A complete and exact copy of the data below is the task.
-- Data for the task follows --
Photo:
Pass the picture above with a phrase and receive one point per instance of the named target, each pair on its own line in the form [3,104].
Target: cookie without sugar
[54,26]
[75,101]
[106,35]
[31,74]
-- Data for the task concluded --
◆ Written solution ◆
Photo:
Pass the picture above with a phrase and receive one point per instance of the named target, each pair on its own line in the form [3,104].
Target: cookie without sugar
[54,26]
[75,101]
[106,35]
[31,74]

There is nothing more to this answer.